### FRAGMENTO SELECCIONADO
____

Natalia Caguasango, jefe de Comunicaciones del Museo Colonial, también nos acompañaba. Ella fue la primera en dar la vuelta hacia mi derecha y meterse en un pasillo diminuto hasta que la perdí de vista. Juan Pablo me hizo una seña con la mano para que lo acompañara al mismo lugar en el que se había perdido Natalia. Al final del pasillo, había una cortina negra que colgaba de un tubo muy cerca del techo y se separaba unos pocos centímetros del suelo. Por ese espacio emergía una intensa luz roja. Tuve la sensación de estar frente a algo prohibido, como cuando era pequeño y veía en las tiendas de alquiler de películas a algunos señores mirando a todas partes antes de abrir la cortina y pasar rápidamente a buscar los videos que estaban bien separados de los demás.

____

(Registros de una fuente de datos)
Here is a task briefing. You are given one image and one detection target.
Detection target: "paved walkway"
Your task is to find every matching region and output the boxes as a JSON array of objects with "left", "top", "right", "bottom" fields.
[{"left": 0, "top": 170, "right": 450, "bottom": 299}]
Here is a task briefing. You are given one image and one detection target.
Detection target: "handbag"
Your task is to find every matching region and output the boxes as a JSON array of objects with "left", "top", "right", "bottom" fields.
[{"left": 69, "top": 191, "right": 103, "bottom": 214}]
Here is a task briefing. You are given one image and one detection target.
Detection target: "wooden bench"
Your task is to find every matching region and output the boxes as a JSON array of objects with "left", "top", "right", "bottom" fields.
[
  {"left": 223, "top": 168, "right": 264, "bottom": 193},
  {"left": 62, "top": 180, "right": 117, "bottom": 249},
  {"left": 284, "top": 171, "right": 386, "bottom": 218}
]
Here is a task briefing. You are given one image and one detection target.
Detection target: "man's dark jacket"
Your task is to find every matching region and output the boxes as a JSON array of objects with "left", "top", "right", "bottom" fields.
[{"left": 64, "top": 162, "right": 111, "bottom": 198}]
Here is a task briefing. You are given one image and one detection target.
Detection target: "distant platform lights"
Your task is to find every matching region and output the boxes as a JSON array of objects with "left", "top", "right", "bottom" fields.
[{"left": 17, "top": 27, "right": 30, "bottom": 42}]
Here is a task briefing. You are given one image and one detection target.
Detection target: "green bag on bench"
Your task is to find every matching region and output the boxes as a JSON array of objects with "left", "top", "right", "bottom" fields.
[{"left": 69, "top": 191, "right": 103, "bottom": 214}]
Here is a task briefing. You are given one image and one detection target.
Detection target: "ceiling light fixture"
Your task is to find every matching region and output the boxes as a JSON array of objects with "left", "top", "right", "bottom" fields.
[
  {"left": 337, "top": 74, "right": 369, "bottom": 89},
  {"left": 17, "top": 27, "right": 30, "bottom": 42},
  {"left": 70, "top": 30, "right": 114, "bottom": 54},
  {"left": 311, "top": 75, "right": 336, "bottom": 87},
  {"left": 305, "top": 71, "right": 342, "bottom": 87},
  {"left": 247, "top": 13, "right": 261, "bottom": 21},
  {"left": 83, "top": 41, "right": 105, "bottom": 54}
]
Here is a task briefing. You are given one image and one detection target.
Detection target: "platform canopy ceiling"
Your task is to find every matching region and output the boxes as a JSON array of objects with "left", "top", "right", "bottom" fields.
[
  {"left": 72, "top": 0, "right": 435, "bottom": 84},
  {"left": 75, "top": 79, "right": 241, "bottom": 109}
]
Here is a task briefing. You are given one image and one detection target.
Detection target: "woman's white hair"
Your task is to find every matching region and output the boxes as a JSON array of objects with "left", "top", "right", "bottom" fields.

____

### CONJUNTO DE TAREAS
[A] Selecciona de las entradas de arriba cada línea que contenga la cadena "bench" y cópiala.
[B] Escribe lo que viene después en el relato sobre la cortina negra del Museo Colonial, a partir de su última oración.

### RESPUESTAS POR TAREA
[A]
Detection target: "wooden bench"
Detection target: "green bag on bench"

[B]
Juan Pablo corrió la cortina y me dio la bienvenida a un cuarto que era abarcado por la luz roja que había visto entre la tela y el suelo. A lado y lado se encontraban las reproducciones de una misma imagen en la que se veía a muchos demonios torturando a varios individuos, según sus excesos: el licor, las mujeres, el dinero o la comida. Vi borrachos acostados en camas con agujas inmensas que los atravesaban, mientras los torturadores les daban a chorros licores contenidos en vasijas; un tumulto de gente con sus rostros desencajados, cocinándose en una olla inmensa; y un grupo de demonios dispersos por doquier persiguiendo seres que portaban los títulos acorde a sus pecados. “Bienvenido al infierno”, me dijo Natalia, quien se encontraba al final del pasillo, frente a otra cortina negra que dirigía a otra parte. “Natalia se había perdido en el infierno”, pensé. Juan Pablo entró después. “Estas son reproducciones de una pieza utilizada por los jesuitas para asustar a otros habitantes, era un apoyo para la evangelización. Lo que buscamos aquí es que los visitantes sientan lo que vivían los fieles en esa época”, me explicó Juan Pablo. “Ahora vamos al otro lado del infierno”, me dijo. Natalia dio la vuelta y abrió la otra cortina negra. Una luz blanca y mucho más intensa hizo un contraste tan fuerte que me obligó a cerrar un poco los ojos por un instante.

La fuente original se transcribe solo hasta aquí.